Natural language region descriptions
+-------+

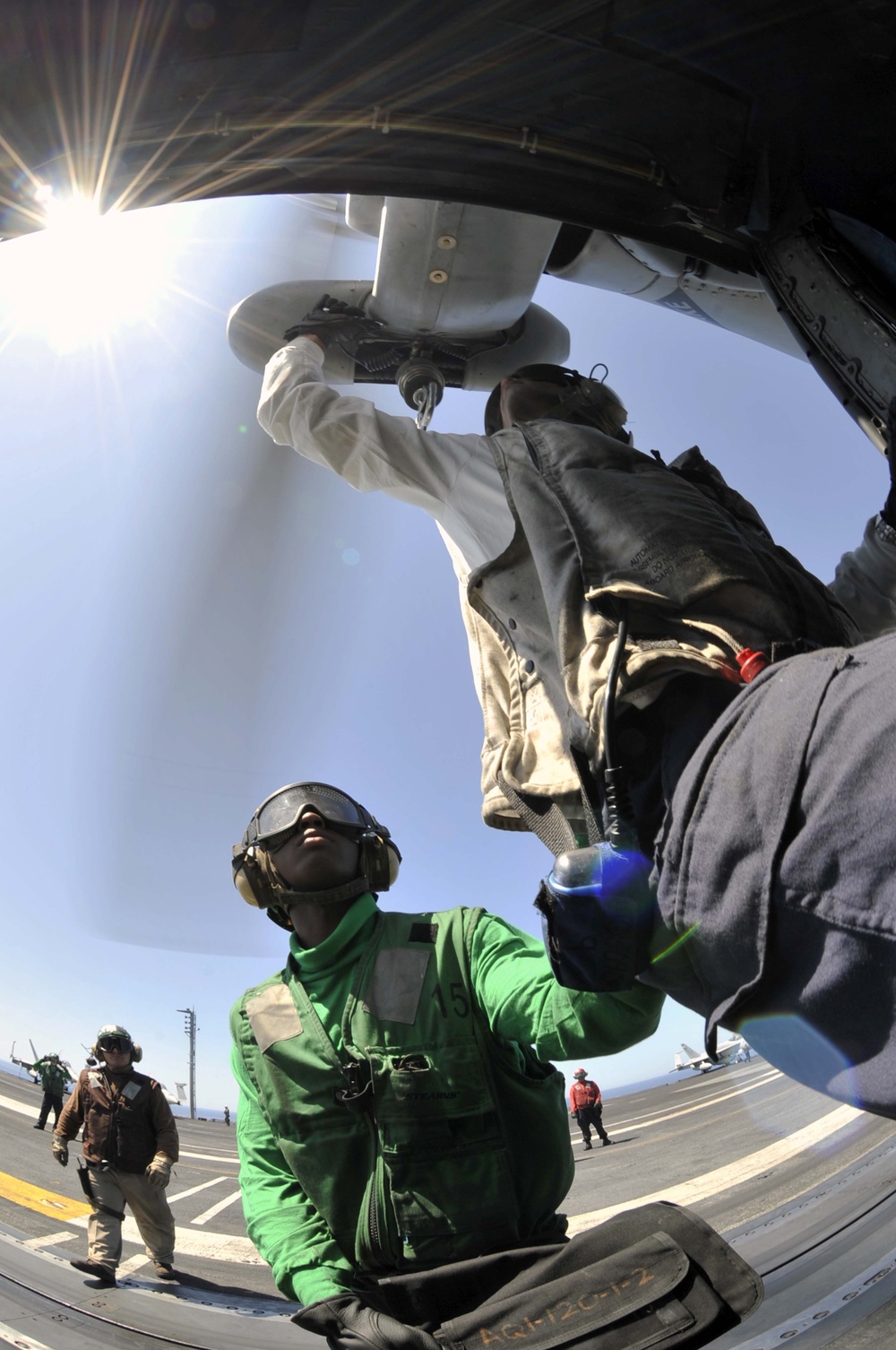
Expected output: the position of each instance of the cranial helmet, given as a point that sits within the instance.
(106, 1038)
(589, 402)
(255, 874)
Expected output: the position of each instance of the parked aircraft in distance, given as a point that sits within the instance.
(29, 1064)
(729, 1051)
(177, 1098)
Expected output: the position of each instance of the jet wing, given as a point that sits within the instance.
(687, 144)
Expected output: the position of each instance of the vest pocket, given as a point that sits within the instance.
(448, 1186)
(447, 1206)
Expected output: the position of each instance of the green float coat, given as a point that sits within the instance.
(443, 1165)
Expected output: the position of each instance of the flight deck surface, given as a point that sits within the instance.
(803, 1187)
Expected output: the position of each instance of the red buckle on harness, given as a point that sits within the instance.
(751, 663)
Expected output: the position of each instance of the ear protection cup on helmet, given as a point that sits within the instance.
(379, 859)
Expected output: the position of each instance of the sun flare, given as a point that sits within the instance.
(84, 274)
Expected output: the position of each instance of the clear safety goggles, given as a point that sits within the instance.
(278, 817)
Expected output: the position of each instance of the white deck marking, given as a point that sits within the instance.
(10, 1337)
(48, 1240)
(194, 1190)
(711, 1183)
(215, 1246)
(685, 1110)
(216, 1208)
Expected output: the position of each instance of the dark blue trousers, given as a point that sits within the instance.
(776, 874)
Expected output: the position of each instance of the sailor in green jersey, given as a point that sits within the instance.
(393, 1112)
(54, 1079)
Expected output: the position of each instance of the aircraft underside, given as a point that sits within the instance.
(695, 150)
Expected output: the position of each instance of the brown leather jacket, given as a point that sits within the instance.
(125, 1115)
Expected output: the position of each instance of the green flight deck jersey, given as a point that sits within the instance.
(393, 1114)
(53, 1077)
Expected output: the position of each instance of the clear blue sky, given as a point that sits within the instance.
(194, 616)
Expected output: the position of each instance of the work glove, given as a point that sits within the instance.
(335, 320)
(158, 1173)
(351, 1325)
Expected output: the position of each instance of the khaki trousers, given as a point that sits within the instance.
(151, 1216)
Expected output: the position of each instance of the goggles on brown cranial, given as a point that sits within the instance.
(278, 817)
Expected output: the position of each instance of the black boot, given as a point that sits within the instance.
(100, 1272)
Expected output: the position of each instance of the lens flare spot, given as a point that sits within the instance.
(797, 1049)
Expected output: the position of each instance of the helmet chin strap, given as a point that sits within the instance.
(332, 896)
(349, 891)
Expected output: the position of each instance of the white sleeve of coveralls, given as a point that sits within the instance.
(866, 581)
(451, 477)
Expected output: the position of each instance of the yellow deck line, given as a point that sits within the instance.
(43, 1202)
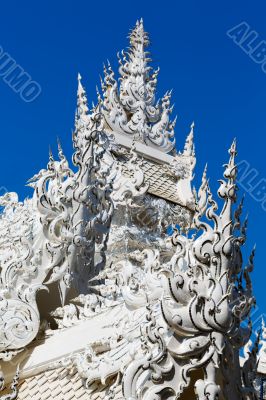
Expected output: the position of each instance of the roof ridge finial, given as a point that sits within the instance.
(82, 102)
(189, 148)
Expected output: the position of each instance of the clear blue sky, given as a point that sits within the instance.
(215, 83)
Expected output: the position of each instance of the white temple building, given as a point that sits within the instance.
(118, 280)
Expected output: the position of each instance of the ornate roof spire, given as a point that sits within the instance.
(82, 107)
(189, 149)
(131, 108)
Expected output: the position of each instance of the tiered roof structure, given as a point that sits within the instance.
(98, 300)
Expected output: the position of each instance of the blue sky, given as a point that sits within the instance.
(215, 83)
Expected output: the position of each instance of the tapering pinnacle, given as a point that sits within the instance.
(138, 35)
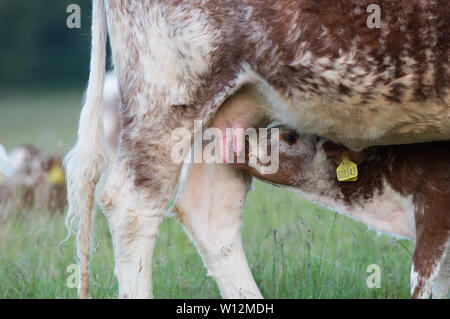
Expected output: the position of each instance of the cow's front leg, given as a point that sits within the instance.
(210, 205)
(429, 271)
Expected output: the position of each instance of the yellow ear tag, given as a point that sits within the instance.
(56, 175)
(347, 171)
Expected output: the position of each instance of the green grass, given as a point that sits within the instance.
(295, 249)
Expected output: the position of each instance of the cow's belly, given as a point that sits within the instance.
(359, 125)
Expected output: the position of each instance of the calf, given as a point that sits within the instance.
(402, 190)
(317, 65)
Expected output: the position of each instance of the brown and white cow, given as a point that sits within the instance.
(316, 65)
(32, 180)
(402, 190)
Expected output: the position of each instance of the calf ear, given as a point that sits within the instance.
(335, 153)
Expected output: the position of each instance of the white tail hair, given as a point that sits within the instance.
(86, 161)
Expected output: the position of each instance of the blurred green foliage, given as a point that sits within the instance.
(38, 50)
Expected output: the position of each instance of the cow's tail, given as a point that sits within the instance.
(86, 161)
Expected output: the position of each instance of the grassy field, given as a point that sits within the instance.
(295, 249)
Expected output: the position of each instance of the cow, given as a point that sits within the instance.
(32, 180)
(403, 190)
(315, 65)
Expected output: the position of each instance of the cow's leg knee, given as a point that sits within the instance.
(428, 262)
(210, 205)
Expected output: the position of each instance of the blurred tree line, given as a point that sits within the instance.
(37, 49)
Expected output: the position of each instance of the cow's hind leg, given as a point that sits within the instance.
(210, 205)
(441, 286)
(135, 198)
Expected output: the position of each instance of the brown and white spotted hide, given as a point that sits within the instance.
(402, 190)
(29, 184)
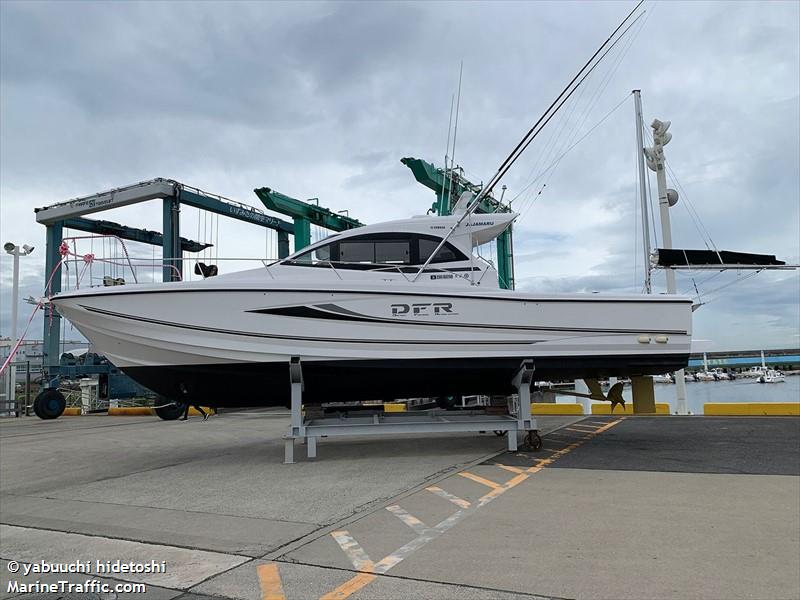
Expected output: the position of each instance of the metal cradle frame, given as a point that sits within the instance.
(518, 421)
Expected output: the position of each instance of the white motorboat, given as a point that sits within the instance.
(720, 375)
(704, 376)
(771, 376)
(755, 372)
(369, 322)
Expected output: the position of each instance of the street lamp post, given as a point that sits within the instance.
(16, 252)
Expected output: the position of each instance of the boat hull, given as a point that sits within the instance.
(267, 384)
(231, 347)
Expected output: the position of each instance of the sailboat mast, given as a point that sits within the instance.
(643, 191)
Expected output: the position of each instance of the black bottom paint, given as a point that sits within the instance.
(267, 384)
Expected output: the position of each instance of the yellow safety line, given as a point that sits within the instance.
(366, 576)
(350, 587)
(587, 428)
(460, 502)
(480, 480)
(513, 482)
(270, 580)
(508, 468)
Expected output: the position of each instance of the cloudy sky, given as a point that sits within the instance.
(324, 99)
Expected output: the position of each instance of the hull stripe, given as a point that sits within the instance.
(310, 339)
(337, 313)
(387, 293)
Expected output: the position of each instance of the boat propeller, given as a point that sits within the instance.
(596, 393)
(614, 394)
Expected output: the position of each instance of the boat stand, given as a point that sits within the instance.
(518, 421)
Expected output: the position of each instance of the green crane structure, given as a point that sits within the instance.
(448, 186)
(304, 215)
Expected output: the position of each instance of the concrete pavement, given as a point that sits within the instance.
(639, 507)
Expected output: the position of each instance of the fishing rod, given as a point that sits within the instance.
(548, 114)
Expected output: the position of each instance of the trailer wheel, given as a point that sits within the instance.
(49, 404)
(168, 410)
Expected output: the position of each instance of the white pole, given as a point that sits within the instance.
(642, 190)
(666, 237)
(11, 390)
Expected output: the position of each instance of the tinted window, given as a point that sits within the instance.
(446, 254)
(321, 254)
(395, 252)
(353, 251)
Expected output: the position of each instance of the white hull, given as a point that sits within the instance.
(193, 328)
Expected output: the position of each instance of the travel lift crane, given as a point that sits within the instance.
(50, 403)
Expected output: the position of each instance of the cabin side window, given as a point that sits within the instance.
(448, 253)
(376, 251)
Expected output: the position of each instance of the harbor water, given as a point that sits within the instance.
(738, 390)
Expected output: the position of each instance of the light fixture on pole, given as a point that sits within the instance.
(667, 198)
(16, 252)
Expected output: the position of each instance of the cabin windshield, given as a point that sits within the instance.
(379, 249)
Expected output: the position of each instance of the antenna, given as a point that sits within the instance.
(446, 151)
(548, 114)
(642, 190)
(455, 134)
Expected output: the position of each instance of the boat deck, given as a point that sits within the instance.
(631, 507)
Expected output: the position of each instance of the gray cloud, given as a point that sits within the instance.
(323, 99)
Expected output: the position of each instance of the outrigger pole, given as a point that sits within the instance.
(548, 114)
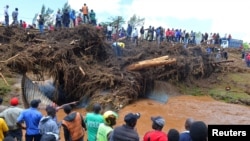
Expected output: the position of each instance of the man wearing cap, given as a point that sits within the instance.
(31, 117)
(157, 134)
(73, 125)
(104, 129)
(10, 115)
(126, 132)
(6, 15)
(92, 121)
(48, 126)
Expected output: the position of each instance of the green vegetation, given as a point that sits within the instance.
(4, 88)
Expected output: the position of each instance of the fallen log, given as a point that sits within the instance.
(4, 79)
(165, 60)
(9, 58)
(224, 61)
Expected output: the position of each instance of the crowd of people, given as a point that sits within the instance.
(94, 126)
(66, 18)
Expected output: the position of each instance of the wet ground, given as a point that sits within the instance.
(178, 108)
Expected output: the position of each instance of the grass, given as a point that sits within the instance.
(4, 88)
(238, 82)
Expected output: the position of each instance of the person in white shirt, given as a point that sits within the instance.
(15, 17)
(6, 15)
(109, 29)
(135, 36)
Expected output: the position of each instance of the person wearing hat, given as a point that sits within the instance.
(92, 121)
(73, 125)
(104, 129)
(157, 133)
(48, 126)
(126, 132)
(31, 117)
(10, 115)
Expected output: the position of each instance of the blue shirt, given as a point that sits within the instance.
(185, 136)
(31, 117)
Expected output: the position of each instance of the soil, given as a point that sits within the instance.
(104, 77)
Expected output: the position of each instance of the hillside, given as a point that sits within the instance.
(84, 66)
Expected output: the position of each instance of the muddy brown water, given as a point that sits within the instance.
(177, 109)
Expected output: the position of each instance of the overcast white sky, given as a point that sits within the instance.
(223, 16)
(216, 16)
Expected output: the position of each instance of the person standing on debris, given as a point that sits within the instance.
(157, 134)
(142, 33)
(248, 60)
(85, 11)
(135, 36)
(6, 15)
(73, 125)
(48, 127)
(10, 115)
(41, 24)
(66, 18)
(58, 20)
(79, 19)
(127, 131)
(104, 129)
(109, 30)
(92, 121)
(31, 117)
(92, 17)
(72, 18)
(129, 32)
(117, 46)
(15, 17)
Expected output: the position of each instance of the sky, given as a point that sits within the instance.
(213, 16)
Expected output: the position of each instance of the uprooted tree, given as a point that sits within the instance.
(89, 71)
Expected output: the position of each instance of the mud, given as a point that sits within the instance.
(178, 108)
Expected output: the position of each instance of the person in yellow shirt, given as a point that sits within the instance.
(85, 11)
(3, 129)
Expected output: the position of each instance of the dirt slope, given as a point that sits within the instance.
(84, 66)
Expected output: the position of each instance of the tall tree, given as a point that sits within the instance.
(136, 21)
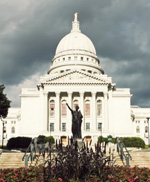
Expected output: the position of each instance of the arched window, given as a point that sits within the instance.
(99, 107)
(137, 129)
(87, 108)
(13, 130)
(146, 129)
(63, 108)
(75, 103)
(52, 108)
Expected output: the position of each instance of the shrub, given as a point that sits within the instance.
(133, 142)
(18, 142)
(105, 139)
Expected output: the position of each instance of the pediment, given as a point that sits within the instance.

+-------+

■ **DESCRIPTION OF THE TASK**: Only this range is to be output: the line that contains "the shrub, given" through the last line of the records above, both inclusive.

■ **EXERCISE ANSWER**:
Expected output: the position of each instance of the shrub, given as a point that sits within the instance.
(133, 142)
(18, 142)
(105, 139)
Expected output: the position of each instance of the pediment, given as a point that sits within the instance.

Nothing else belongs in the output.